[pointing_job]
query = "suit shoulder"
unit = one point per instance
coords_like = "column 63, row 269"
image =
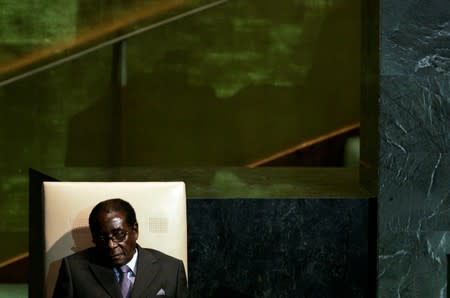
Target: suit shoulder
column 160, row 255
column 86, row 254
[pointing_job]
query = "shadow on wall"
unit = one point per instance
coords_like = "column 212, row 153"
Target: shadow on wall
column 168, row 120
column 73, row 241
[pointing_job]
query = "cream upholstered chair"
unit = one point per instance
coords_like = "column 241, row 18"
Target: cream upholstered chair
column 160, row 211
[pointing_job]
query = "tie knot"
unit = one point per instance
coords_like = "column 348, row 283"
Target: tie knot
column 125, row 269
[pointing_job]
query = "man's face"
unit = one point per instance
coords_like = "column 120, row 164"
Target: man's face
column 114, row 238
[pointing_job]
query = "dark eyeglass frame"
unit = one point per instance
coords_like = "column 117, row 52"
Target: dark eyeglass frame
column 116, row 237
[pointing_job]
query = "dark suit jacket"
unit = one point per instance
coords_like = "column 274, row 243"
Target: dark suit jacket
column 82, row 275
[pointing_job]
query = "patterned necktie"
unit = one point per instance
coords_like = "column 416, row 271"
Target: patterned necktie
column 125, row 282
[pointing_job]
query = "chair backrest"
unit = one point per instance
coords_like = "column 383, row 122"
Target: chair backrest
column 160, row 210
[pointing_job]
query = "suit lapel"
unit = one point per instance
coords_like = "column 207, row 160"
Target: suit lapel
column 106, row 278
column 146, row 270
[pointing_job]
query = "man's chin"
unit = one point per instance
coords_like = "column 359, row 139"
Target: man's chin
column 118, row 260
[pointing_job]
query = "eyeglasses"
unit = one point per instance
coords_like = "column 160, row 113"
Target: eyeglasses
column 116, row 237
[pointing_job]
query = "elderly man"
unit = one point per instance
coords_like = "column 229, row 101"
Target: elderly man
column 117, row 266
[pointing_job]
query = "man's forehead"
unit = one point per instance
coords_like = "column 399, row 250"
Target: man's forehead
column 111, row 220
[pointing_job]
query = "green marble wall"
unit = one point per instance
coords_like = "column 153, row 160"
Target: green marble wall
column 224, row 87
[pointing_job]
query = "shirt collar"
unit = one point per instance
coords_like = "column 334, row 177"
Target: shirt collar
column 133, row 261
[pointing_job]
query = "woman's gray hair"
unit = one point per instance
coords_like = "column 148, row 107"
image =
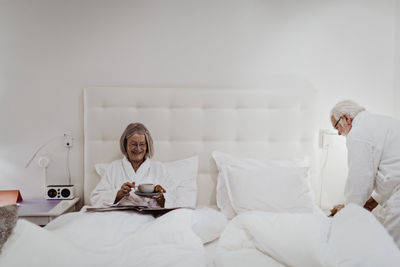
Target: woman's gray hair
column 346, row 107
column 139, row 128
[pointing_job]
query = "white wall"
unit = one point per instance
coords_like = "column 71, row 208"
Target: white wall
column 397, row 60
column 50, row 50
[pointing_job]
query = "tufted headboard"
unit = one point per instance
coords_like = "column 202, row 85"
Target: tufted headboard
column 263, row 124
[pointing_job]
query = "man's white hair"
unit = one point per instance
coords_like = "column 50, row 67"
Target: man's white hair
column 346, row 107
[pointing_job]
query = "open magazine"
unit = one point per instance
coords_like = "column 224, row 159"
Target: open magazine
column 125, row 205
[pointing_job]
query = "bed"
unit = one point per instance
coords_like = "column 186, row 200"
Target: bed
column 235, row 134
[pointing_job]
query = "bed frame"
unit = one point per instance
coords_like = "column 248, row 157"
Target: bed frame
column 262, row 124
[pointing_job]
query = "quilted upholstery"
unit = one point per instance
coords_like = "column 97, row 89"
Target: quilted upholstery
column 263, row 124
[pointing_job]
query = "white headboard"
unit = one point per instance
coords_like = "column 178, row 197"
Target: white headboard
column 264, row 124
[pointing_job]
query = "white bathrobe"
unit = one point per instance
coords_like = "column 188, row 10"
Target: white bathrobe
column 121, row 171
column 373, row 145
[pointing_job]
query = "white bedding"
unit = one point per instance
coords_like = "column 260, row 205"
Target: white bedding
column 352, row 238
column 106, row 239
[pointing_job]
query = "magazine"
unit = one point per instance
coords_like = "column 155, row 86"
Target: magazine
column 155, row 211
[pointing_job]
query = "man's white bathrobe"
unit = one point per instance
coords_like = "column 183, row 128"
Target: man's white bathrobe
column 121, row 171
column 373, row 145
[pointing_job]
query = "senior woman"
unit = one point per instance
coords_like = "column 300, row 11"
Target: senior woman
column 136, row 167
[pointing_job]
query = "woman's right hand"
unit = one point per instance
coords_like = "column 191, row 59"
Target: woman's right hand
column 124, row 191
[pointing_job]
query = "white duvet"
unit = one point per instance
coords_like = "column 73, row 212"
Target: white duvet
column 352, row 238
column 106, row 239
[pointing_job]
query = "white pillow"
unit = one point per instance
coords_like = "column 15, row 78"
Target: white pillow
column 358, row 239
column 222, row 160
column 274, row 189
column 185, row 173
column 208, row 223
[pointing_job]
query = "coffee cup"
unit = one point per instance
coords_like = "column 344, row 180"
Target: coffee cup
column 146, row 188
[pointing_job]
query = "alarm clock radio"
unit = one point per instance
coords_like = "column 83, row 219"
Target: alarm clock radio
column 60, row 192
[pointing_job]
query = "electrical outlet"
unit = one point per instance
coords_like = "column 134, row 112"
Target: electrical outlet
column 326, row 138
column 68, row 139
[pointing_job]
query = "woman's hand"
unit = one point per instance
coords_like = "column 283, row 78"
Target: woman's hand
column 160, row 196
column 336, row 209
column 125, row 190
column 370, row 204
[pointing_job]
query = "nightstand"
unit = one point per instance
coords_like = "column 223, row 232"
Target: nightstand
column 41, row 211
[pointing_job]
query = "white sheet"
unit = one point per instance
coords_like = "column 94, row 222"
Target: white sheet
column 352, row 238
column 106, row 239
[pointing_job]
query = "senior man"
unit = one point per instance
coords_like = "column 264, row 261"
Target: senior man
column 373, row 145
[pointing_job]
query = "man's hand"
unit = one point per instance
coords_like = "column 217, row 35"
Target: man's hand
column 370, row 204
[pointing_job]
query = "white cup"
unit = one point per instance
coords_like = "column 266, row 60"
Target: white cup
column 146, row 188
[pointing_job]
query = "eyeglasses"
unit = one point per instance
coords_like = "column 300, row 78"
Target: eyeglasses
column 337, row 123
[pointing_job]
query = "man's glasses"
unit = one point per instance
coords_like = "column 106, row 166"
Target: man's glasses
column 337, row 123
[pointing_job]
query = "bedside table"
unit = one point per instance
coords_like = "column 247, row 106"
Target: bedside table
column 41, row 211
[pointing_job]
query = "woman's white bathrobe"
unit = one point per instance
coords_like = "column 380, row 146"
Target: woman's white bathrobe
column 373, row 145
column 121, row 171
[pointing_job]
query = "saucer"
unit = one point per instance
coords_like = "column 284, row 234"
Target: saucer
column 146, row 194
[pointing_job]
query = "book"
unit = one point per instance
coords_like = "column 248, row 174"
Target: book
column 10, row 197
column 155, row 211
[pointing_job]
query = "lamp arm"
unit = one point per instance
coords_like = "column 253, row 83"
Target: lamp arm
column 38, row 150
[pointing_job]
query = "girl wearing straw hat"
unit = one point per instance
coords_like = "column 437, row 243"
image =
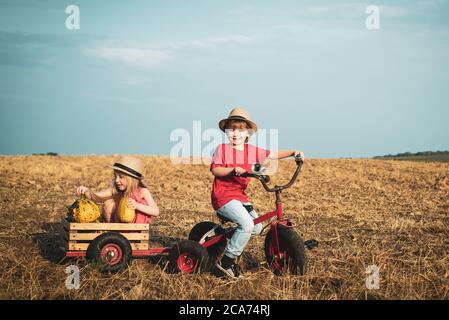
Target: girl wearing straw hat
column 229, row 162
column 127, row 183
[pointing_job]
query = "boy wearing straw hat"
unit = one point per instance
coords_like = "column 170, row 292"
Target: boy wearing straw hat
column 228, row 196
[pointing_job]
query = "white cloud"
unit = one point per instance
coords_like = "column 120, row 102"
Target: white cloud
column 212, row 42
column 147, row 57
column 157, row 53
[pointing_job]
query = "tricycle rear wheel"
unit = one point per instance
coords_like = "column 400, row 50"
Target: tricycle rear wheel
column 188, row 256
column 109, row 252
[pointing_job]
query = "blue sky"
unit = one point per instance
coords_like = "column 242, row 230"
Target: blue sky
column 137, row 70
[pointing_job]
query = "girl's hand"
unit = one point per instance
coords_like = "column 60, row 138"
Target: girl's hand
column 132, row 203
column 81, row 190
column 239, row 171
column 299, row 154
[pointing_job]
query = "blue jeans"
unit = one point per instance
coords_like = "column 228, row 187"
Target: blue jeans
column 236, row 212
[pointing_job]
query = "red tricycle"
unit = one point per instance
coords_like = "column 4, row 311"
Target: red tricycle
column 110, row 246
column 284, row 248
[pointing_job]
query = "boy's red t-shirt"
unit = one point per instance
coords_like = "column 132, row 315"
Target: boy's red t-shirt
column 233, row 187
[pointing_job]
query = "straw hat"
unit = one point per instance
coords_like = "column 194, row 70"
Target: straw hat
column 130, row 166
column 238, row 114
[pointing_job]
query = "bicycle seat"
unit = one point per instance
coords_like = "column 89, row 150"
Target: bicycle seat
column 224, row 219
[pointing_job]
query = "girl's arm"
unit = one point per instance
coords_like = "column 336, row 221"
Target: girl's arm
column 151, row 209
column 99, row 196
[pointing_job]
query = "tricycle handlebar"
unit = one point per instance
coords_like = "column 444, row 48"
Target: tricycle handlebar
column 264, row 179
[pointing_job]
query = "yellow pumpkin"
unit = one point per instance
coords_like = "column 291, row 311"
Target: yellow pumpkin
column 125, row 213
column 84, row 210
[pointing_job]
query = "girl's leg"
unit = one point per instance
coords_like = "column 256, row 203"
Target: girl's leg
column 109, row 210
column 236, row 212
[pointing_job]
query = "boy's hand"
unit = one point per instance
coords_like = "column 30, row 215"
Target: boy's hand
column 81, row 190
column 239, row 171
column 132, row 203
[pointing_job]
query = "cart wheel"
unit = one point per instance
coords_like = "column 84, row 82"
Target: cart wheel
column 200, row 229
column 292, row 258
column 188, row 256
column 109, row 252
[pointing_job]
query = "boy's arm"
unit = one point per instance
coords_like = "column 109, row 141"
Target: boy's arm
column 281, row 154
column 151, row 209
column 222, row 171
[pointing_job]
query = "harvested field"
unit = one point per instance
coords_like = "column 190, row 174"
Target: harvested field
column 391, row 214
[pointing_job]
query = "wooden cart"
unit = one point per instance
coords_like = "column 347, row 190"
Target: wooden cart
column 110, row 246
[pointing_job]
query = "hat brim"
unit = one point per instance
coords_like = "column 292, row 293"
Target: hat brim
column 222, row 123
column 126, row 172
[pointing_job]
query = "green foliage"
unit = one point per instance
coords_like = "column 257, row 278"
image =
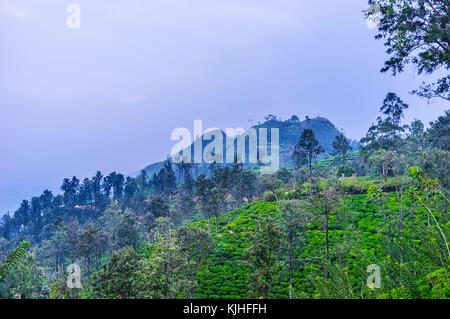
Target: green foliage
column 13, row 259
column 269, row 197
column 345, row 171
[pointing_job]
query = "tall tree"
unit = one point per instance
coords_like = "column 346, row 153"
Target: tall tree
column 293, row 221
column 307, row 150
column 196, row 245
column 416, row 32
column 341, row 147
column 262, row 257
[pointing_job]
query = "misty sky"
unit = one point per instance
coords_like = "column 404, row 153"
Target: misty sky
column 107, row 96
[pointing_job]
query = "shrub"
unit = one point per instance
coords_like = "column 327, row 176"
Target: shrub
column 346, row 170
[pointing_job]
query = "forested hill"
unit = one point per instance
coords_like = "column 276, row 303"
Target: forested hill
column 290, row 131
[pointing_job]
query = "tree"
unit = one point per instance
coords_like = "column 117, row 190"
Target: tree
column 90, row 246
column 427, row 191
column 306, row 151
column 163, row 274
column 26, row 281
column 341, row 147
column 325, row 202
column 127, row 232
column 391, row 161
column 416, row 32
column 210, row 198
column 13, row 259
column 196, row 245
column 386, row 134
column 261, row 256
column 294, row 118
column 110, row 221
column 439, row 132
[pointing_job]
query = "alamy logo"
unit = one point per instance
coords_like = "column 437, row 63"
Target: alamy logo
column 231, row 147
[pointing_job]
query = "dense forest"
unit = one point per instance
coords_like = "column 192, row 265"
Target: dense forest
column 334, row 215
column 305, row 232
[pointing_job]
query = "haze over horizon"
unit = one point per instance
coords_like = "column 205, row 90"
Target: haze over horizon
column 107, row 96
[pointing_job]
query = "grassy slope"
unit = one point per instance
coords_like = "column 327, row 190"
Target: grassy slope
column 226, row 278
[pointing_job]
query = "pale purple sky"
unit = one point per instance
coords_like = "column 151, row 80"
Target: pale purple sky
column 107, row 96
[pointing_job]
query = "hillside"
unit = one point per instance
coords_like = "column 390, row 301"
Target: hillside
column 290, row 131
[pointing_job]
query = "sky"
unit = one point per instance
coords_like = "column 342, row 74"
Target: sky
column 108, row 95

Stated problem:
Count the lines in the records that contain the string "forested", and reply with that number alone.

Exercise response:
2